* Stated goal a
Using the Rake discussion, state whether each statement agrees with it: (i) the usual way to handle this kind of situation is with ‘import’; (ii) in the example, task :main is declared as depending directly on :setup; (iii) the :setup task ends by throwing :restart after it defines new tasks. For each, answer yes or no and quote the deciding words of the text.

* Source text
════

If you really cannot know what is going to be built, for example if a
program generates files whose names are taken from /dev/random and then
other tasks depend on those files, then you are in a pickle. Normally
this kind of thing is handled by ‘import’, but this assumes tasks can be
determined (for example examining the makedepend output).

What do you think of this:

task :setup_a do
puts “setup_a”
end

task :setup_b do
puts “setup_b”
end

task :setup => [:setup_a, :setup_b] do
puts “setup phase complete. defining new tasks…”

task :main_a do
  puts "main_a"
end

task :main_b do
  puts "main_b"
end

puts "restarting..."
throw :restart

end

task :main => [:main_a, :main_b] do
puts “main phase complete.”
end
task :main_a => :setup
task :main_b => :setup

task :default => :main do
puts “all done.”
end

% rake -f test/Rakefile.restart-flag
(in /Users/jlawrence/work/rake)

════

(Excerpts from point annotation data)

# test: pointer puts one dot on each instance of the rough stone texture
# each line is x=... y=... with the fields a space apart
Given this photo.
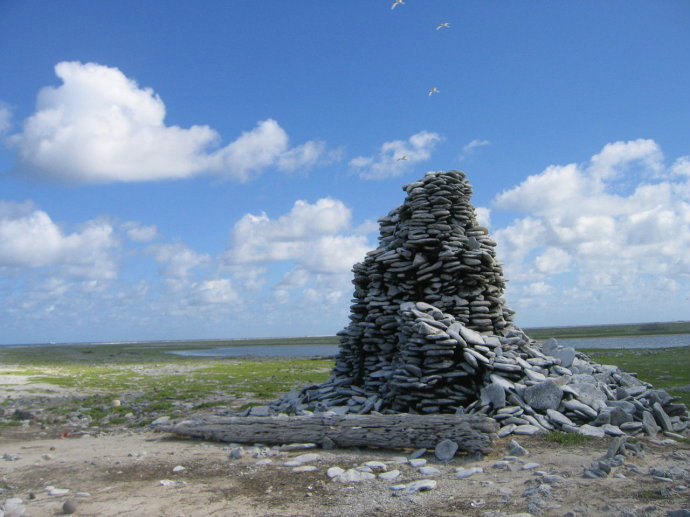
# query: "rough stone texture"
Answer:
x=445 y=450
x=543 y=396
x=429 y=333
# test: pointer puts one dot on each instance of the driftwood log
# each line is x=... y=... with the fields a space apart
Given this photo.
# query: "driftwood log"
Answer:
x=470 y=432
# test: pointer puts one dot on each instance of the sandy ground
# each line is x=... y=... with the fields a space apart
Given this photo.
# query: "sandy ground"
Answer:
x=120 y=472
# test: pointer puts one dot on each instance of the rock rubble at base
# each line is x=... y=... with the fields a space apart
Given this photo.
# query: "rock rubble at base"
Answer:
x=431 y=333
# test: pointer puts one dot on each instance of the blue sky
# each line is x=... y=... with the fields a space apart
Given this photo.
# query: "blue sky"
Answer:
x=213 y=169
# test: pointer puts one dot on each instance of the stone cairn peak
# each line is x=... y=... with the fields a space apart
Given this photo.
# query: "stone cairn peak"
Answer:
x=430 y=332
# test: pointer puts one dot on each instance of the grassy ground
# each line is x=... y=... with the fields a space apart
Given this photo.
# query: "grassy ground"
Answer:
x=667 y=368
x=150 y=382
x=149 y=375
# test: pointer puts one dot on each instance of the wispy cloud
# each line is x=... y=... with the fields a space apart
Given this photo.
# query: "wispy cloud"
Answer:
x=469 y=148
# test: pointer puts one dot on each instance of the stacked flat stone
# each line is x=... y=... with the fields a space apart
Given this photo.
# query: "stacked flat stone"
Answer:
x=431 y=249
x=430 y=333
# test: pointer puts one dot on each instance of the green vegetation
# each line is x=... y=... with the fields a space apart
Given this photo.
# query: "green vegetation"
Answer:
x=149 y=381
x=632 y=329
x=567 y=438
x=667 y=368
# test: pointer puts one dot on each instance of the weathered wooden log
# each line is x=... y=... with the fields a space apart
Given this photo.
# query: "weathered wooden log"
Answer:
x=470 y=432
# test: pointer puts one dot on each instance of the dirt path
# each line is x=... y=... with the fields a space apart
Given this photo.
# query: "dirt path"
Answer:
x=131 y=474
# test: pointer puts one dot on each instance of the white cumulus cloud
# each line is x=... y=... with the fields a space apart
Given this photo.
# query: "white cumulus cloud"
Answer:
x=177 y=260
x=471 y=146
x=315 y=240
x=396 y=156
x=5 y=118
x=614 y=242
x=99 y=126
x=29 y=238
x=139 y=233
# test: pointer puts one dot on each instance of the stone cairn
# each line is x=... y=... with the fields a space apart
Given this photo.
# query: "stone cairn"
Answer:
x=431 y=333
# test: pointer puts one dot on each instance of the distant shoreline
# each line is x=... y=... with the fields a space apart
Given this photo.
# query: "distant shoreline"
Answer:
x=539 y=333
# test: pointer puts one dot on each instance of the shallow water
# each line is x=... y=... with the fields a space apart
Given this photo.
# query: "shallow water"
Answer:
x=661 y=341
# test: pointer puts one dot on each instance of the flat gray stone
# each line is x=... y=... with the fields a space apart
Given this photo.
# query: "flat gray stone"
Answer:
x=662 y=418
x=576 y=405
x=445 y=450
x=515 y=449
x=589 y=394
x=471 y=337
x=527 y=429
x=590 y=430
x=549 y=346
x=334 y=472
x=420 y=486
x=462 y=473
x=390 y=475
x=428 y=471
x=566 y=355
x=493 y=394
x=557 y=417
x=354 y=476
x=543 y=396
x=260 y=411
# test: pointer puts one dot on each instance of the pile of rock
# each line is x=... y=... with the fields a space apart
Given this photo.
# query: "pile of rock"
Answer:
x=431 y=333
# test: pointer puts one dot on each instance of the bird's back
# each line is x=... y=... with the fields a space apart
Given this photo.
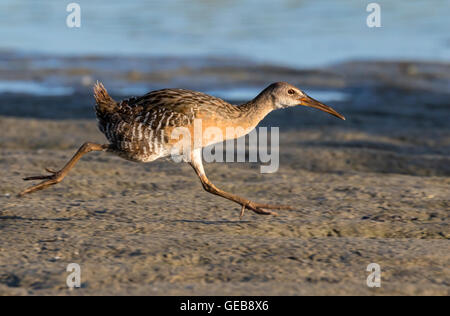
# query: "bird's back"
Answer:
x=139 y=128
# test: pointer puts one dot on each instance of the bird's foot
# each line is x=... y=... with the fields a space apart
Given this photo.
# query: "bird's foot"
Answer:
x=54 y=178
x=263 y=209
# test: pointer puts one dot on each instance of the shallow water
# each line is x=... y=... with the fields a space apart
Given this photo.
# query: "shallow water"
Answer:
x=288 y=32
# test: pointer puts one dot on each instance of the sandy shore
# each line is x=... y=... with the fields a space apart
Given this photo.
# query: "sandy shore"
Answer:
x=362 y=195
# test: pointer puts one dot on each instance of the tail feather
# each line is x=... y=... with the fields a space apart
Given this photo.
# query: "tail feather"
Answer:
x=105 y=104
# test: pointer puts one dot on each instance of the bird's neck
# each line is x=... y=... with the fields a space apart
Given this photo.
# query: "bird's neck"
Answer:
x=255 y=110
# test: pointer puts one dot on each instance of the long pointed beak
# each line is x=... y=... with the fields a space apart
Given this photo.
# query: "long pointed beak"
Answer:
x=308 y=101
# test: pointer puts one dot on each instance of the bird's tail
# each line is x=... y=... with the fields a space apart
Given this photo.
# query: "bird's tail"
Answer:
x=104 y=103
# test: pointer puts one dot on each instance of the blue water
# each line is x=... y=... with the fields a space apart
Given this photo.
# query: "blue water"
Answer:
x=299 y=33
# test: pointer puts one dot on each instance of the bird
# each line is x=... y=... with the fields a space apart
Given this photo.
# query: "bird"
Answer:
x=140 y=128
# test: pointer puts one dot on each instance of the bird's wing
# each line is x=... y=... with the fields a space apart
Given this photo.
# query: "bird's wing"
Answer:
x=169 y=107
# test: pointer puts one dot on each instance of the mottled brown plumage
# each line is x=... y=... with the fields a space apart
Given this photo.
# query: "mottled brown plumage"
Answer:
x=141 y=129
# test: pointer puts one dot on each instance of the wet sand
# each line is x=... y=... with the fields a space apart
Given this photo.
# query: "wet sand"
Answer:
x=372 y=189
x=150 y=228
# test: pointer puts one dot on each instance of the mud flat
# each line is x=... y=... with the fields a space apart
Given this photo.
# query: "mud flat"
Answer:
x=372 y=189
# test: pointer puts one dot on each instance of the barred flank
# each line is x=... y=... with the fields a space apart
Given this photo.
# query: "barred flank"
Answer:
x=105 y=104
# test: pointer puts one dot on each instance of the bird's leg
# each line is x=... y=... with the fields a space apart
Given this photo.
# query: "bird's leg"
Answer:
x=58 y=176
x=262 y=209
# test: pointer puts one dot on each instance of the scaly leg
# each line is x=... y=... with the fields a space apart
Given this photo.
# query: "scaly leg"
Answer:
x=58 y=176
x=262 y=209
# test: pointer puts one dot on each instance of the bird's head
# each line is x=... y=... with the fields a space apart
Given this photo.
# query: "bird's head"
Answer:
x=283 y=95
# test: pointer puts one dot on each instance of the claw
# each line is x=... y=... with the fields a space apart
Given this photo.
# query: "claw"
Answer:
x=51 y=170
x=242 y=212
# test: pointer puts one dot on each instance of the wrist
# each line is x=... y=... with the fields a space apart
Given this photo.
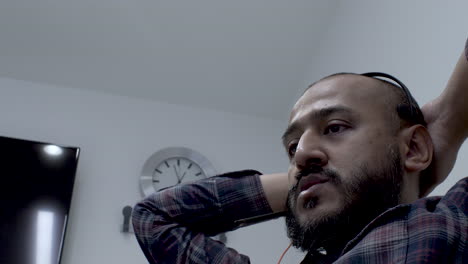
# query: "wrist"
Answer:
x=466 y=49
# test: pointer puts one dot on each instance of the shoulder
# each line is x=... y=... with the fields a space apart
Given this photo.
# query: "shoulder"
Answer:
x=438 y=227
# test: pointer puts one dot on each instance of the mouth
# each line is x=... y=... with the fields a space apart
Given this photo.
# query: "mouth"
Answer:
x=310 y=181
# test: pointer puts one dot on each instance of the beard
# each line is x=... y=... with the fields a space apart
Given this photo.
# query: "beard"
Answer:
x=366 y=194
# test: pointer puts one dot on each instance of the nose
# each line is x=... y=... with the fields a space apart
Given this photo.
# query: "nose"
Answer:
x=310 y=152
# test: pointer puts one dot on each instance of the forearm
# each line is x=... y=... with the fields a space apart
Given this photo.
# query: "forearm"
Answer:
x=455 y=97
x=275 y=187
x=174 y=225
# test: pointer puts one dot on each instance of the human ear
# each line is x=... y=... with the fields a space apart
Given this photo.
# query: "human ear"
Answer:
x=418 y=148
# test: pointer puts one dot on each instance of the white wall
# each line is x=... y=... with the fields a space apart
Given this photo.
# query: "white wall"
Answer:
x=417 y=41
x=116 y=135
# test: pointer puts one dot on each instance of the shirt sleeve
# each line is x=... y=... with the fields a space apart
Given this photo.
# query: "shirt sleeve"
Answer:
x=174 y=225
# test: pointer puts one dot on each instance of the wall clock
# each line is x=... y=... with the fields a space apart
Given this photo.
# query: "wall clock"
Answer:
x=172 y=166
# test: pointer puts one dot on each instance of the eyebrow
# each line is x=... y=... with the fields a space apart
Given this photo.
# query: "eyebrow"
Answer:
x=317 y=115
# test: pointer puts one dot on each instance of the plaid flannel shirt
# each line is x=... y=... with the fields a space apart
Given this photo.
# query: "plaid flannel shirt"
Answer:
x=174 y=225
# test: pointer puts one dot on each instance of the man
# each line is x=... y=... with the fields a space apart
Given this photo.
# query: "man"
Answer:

════

* Stated goal b
Print the entries exactly, starting at the line that contains "the wall clock" and ending at the last line of the entries, with both of those lines included.

* Full response a
(i) Yes: "Normally this kind of thing is handled by ‘import’"
(ii) No: "task :main => [:main_a, :main_b] do"
(iii) Yes: "puts "restarting..."
throw :restart"

* Full response b
# test: pointer puts one dot on each instance of the wall clock
# each line is x=... y=... with the fields a space apart
Given this photo.
# query: "wall clock"
Answer:
x=172 y=166
# test: pointer puts one dot on each instance of the eyebrow
# each line is x=... y=... with the fields a space apart
Given this photo.
# query: "eyebrow"
Answer:
x=317 y=115
# test: pointer puts one dot on each instance of the plaid flannel shirt
# each line is x=... y=... with the fields a space apart
Given this photo.
# query: "plaid flannel shirt"
Answer:
x=174 y=225
# test: pointer puts one dot on each instance of the man
# each line is x=... y=... with the fields a space apart
Given this photo.
# query: "man"
Answer:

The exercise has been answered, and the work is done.